_PROBLEM TO WORK ON_
In the passage on Californian cooking in Brooklyn, what do longtime New Yorkers like to complain about when they travel?

_PASSAGE_
━━━━━━━━━━
An asparagus and watermelon radish salad at Bar Bolinas in Clinton Hill. Photo: Bar Bolinas

If you’re like most native/longtime New Yorkers, your favorite thing about traveling elsewhere isn’t finally breathing fresh air for the first time in years, but the chance to complain about how the water in other places just doesn’t taste as good as ours. (And of course that makes the bagels and pizza everywhere else subpar, too). Similarly, when Californians move to New York they looooove to gripe about how our food isn’t up to their very exacting standards. Too few fresh fish tacos, no avocados on every corner, no In-N-Out, no Its-It, not nearly enough French-fry-stuffed burritos, etc, etc…The truth is, they’re not entirely wrong. California cuisine, when made outside of a Pizza Kitchen, is undeniably delicious, fresh, and often cutting-edge. I hate to say it, but those Left Coasters know what they’re talking about. Fortunately for all of us, said Californians keep moving to Brooklyn and opening restaurants.
━━━━━━━━━━
_STORED RECORDS_
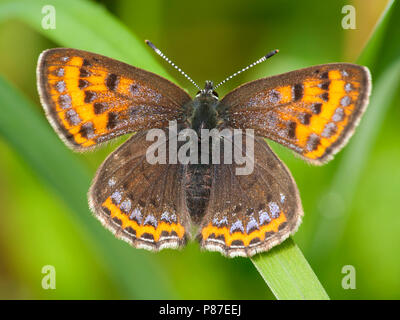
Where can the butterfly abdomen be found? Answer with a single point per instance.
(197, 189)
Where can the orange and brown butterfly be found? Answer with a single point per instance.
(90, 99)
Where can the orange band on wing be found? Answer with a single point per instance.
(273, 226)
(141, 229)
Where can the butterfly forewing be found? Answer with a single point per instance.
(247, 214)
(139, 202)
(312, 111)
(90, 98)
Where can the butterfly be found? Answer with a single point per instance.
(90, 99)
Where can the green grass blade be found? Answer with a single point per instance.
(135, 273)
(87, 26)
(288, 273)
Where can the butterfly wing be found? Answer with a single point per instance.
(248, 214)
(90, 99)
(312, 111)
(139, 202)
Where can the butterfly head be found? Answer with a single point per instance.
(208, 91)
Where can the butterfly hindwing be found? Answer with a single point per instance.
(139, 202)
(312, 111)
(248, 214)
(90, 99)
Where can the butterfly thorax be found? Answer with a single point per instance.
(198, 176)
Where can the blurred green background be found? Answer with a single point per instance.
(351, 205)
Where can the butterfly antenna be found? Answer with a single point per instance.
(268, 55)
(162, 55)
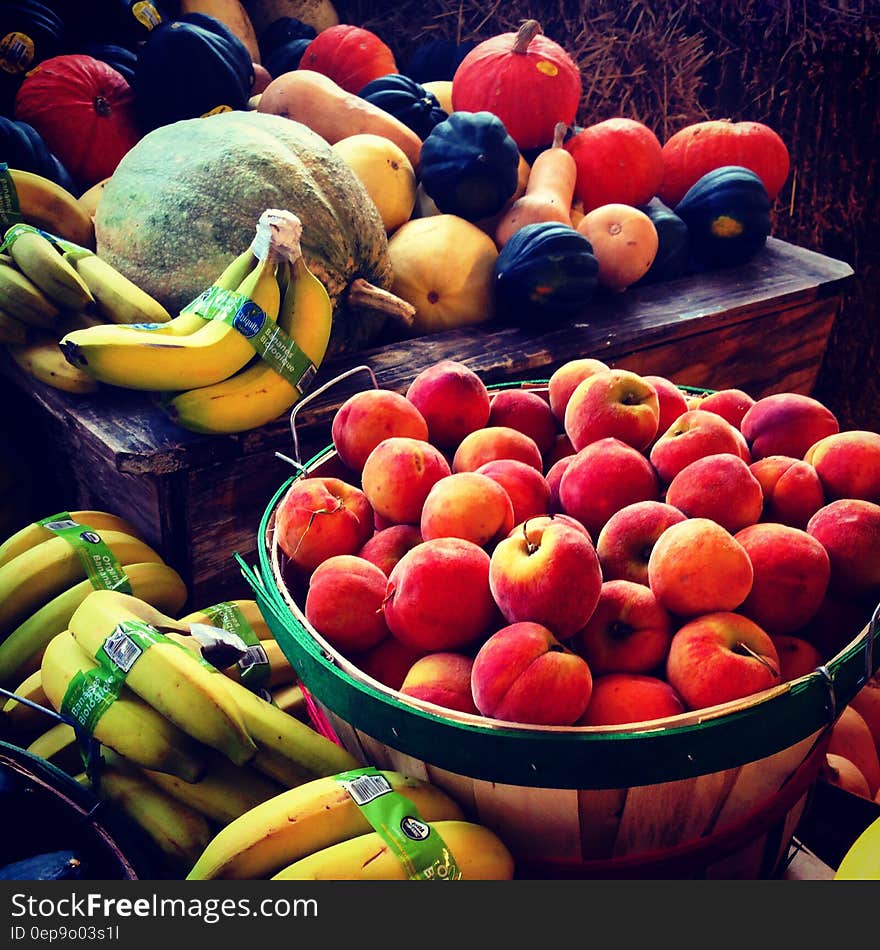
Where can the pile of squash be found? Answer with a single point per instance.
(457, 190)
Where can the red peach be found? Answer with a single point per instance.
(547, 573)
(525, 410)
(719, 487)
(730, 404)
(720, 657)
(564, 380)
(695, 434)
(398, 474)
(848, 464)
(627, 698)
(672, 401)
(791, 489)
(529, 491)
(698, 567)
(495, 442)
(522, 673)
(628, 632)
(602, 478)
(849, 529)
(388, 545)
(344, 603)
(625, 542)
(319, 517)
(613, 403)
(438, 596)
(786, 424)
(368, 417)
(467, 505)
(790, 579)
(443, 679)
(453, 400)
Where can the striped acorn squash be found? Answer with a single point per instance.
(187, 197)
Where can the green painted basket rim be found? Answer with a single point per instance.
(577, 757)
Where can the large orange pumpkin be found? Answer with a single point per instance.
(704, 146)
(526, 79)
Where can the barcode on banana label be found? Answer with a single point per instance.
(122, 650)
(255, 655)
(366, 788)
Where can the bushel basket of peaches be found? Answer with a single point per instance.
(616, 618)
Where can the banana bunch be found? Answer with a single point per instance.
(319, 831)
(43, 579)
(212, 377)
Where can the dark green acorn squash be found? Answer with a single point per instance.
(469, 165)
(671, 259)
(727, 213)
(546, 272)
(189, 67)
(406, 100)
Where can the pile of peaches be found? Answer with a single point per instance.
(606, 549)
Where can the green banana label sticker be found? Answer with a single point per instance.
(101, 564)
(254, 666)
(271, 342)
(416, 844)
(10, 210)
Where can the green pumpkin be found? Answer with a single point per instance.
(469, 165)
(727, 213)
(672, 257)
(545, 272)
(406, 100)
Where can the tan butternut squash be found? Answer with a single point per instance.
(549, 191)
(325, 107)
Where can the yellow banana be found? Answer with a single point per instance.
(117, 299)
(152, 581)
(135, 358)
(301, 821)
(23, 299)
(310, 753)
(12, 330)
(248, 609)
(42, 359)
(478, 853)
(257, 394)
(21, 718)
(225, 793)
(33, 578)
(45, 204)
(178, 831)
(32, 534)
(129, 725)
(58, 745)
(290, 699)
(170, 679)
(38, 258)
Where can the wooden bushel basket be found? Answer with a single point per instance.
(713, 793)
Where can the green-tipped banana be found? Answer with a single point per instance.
━━━━━━━━━━
_FINAL ANSWER_
That the water in other places doesn't taste as good as New York's.